• **Directions for this task**
In the listing that follows, give every line again exactly and omit the pictures.

━━━━━━━━━━━━━━━━

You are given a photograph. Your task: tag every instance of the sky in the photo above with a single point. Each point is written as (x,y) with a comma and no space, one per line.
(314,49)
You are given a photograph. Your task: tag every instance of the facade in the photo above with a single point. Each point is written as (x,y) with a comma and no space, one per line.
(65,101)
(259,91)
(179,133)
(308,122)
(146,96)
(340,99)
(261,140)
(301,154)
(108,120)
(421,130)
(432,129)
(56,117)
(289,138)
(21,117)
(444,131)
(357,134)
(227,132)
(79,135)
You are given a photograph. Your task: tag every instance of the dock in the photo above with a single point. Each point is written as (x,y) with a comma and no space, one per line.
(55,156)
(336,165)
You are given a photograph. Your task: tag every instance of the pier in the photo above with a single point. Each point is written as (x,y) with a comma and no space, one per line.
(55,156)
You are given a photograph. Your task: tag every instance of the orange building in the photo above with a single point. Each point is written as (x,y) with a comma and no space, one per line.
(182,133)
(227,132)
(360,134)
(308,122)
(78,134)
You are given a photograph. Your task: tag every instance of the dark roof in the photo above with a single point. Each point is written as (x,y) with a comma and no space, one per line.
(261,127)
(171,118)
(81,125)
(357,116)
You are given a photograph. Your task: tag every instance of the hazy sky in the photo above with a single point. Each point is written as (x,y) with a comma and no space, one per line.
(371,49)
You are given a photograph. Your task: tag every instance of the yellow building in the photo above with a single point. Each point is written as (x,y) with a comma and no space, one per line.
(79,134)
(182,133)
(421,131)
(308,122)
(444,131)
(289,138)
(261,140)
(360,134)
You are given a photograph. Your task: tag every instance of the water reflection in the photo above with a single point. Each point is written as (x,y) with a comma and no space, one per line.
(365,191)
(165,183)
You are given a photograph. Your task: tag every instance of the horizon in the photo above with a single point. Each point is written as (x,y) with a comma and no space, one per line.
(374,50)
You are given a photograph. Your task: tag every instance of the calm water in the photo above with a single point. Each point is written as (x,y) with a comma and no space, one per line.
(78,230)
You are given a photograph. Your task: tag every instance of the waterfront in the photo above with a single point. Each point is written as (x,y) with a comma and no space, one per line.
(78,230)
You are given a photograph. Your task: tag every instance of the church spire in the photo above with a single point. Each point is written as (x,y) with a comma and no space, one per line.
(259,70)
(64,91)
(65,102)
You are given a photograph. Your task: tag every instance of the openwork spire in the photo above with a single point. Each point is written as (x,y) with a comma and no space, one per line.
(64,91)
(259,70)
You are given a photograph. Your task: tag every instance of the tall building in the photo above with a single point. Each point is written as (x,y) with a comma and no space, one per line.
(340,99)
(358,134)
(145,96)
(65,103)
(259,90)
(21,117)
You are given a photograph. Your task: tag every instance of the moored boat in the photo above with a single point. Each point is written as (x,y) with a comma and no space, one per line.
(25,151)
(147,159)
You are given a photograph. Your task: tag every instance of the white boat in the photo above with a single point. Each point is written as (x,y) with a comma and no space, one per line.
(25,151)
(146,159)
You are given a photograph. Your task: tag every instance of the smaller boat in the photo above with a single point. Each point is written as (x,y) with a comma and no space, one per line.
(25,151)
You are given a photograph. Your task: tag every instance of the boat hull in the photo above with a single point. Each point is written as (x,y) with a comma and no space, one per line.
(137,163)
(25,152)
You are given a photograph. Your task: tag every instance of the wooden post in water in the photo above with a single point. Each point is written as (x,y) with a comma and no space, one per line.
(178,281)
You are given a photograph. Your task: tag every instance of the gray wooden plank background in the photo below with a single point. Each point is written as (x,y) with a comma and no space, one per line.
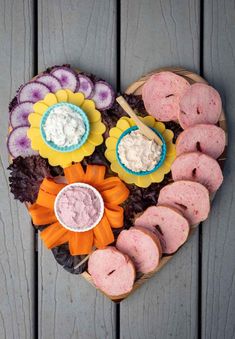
(16,233)
(218,250)
(83,34)
(184,300)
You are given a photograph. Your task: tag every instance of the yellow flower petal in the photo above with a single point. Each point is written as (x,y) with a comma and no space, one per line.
(170,149)
(123,124)
(166,166)
(115,132)
(111,143)
(169,159)
(34,135)
(130,121)
(61,95)
(97,127)
(87,149)
(144,181)
(75,98)
(50,99)
(149,121)
(110,155)
(35,120)
(158,175)
(88,107)
(65,160)
(40,107)
(128,178)
(95,139)
(168,135)
(159,126)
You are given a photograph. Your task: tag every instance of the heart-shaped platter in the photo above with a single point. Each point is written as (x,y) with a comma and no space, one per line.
(109,202)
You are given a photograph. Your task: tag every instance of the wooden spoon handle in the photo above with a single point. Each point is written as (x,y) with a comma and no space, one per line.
(145,130)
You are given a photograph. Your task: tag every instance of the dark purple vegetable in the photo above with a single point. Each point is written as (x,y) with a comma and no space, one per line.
(13,103)
(33,91)
(104,95)
(27,174)
(50,81)
(19,114)
(86,86)
(67,77)
(70,263)
(19,144)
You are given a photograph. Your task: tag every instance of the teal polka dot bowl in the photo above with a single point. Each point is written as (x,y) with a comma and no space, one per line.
(83,139)
(158,164)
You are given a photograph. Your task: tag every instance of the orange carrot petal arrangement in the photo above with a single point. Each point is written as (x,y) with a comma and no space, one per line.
(112,191)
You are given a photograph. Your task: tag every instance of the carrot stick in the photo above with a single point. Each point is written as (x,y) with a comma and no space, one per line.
(81,243)
(103,233)
(95,174)
(51,187)
(116,195)
(114,215)
(41,215)
(74,173)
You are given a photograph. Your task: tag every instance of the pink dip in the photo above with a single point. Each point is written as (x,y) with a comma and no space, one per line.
(78,207)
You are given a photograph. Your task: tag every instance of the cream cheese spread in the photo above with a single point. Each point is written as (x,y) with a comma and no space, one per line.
(64,127)
(138,153)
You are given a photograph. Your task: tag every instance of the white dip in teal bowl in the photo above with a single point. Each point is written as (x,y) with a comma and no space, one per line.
(65,127)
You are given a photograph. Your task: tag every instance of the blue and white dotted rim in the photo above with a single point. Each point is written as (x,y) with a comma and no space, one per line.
(158,164)
(71,148)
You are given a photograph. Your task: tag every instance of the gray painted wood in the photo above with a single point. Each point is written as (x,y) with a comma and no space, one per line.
(16,233)
(155,34)
(218,250)
(81,33)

━━━━━━━━━━━━━━━━

• **Exercise solution**
You are given a photograph. Your task: tag every instance of the sky in the photo above with a single point. Each point is written as (x,y) with a comma and no space, one per line.
(314,49)
You are given a photograph. Your task: tag every instance of the facade in the photo above with a single point. Each point is written as (x,y) with a comma and no space, one per line.
(65,101)
(259,91)
(179,133)
(308,122)
(146,96)
(340,99)
(261,140)
(301,154)
(108,120)
(421,130)
(432,129)
(56,117)
(289,138)
(21,117)
(444,131)
(357,134)
(227,132)
(79,135)
You are given a photograph. Your task: tag every instance of the dock in the photo above with a single point. Each point is written as (x,y) with a comma and no space, one per line.
(55,156)
(336,165)
You are given a photograph. Your task: tag every instance of the pier in the photo above with a single point. Each point is written as (x,y) with a comma and no space, one per line.
(55,156)
You are given a photograph. Your task: tag every instance of the orange building in the photo above with a single point. Each point is written as (x,y) with a comma and no space, one per line.
(182,133)
(227,132)
(360,134)
(308,122)
(78,134)
You are given a photograph. Your task: tag every instance of the dark roof in the photo above with a single point. Each point is written as (x,y) with a comma and no space, one per line.
(261,127)
(171,118)
(81,125)
(357,116)
You are given a photograph. Your task: tag every instance of the hazy sky in the photo above with a single point. Each point is written as (x,y) with a comma and no space, one per line.
(371,49)
You are given a photograph. Your task: tag every instance of the yellow building in the photo above with a single point. Each point is written as (x,y) with a comma and no space, one per line.
(79,134)
(182,133)
(421,131)
(308,122)
(444,131)
(289,138)
(261,140)
(360,134)
You are given a photograph. Your task: tag every instance of the water reflection in the photo above with a single point. Each point is written as (x,y) with a comma and no space, one per line.
(365,191)
(165,183)
You are given a photograph. Your task: tag every instance of the horizon in the photo above with a single point. Each point is written as (x,y) with a comma and no space, one per line.
(374,50)
You are given a photograph. Your task: tag every instance of the calm water in the photo above with a single point. Each point is written as (x,y) with a comma and no space, one per line.
(78,230)
You are given a photograph. Your task: tag every instance of the waterfront in the photo above with a single point. Each point is written as (x,y) with a comma and no space, one per line.
(78,230)
You are given a photograph. Your task: tag every instance of the church spire in the photo above with a single point. Each point is written as (x,y) with a comma and no space, one per line.
(259,70)
(64,91)
(65,102)
You are given a photograph. Your task: tag every instance of the openwork spire in the photo above with a single point. Each point is written as (x,y) with a comma and no space, one per line.
(64,91)
(259,70)
You are given a photograph. Your task: tag every instance of the tall building in the photo above with a single point. Each point is written as (x,y) with a comma and no space, one per line.
(340,99)
(358,134)
(145,96)
(65,103)
(259,90)
(21,117)
You are given a photograph. Your task: tag every instance of the moored boat in the photo above with a single point. Each point is written as (x,y) with a comma and no space, one per line.
(25,151)
(147,159)
You are given a photograph. Your task: tag every instance of the white boat in the photo above with a single point. Each point is written as (x,y) with a comma and no space, one per line.
(25,151)
(146,159)
You are given a photograph. Your task: tag every instance of the smaller boat in the photo above with a single point. Each point is written as (x,y) with a comma and no space, one per line.
(25,151)
You are given a photograph. Your task: tag every instance of the boat hull in the photo above with a single point. Each point is written as (x,y) with a comma and no space, one per line.
(137,163)
(25,152)
You are given a photograph. Your task: tag every instance of the wooden post in water in the photo above with a single point. Each point is written as (x,y) with a comma and no space, one per line.
(178,281)
You are given a photograph. Your task: tag every instance of the gray wooden plank background in the photo below with a single point. Each point is written as (x,y) with a comma and no space, one per line.
(16,233)
(218,250)
(83,34)
(184,300)
You are given a photograph. Your task: tag every instance of the yellow flower petal in the photo above with a single point. Each point is written as (x,y) with a comma and no space, one per line.
(170,149)
(123,124)
(166,166)
(115,132)
(111,143)
(169,159)
(34,135)
(130,121)
(61,95)
(97,127)
(87,149)
(144,181)
(75,98)
(50,99)
(149,121)
(110,155)
(35,120)
(158,175)
(88,107)
(65,160)
(40,107)
(128,178)
(95,139)
(168,135)
(159,126)
You are given a photograph. Your task: tag every instance of the heart-shaped platter in the photo above with a single point. Each point is written as (x,y) with a comma and no space, one per line.
(109,202)
You are given a photograph. Your task: tag every instance of the wooden spoon handle in the photo above with a single point. Each point is written as (x,y) with a comma and no space, one per line.
(145,130)
You are given a photograph. Your task: tag every instance of the dark purple vegetable in the photo above with a single point. Each point is written as (x,y) with a comma and no space, one per line.
(13,103)
(33,91)
(104,95)
(27,174)
(50,81)
(19,114)
(86,86)
(67,77)
(70,263)
(19,144)
You are given a photograph. Your task: tag every instance of the teal polka dot bowl in the photo above with a single point. Each point is written as (x,y) with a comma and no space, one per line.
(83,139)
(158,164)
You are given a photograph. Your task: tag every instance of the orange carrot petal arrangement in the photo above with a single point. Each point is written as (x,y) with a comma and no space, one per line.
(112,191)
You are given a photograph. Your task: tag every instance of the carrot stick in the photo above with a single point. Each point is written as (x,y) with a comma and no space, one per line.
(81,243)
(103,233)
(95,174)
(51,187)
(116,195)
(114,215)
(41,215)
(74,173)
You are given a photograph. Your task: tag every instance of the pink dip in the photo above with a single point. Each point is written as (x,y) with a comma and no space, one per line.
(78,207)
You are given a photograph. Your task: tag every instance of the cream cheese spread in the photo above with a single point. Each point is written as (x,y) with a comma and no space, one per line.
(64,127)
(138,153)
You are given a photograph. Your task: tag every instance of the white dip in teal bowl in the photo above with a single point. Each point is written as (x,y) with a comma and no space, one per line.
(65,127)
You are given a photograph. Your task: tag every instance of the blue and white dotted rim in the photo above with a single point. Each point is written as (x,y) with a comma and no space, one per line.
(158,164)
(71,148)
You are given a photograph. Your task: tag every instance of the gray painted wood in the photo above with a single point. Each point is written as (x,y) with a comma and no space, one per line.
(16,233)
(155,34)
(218,250)
(81,33)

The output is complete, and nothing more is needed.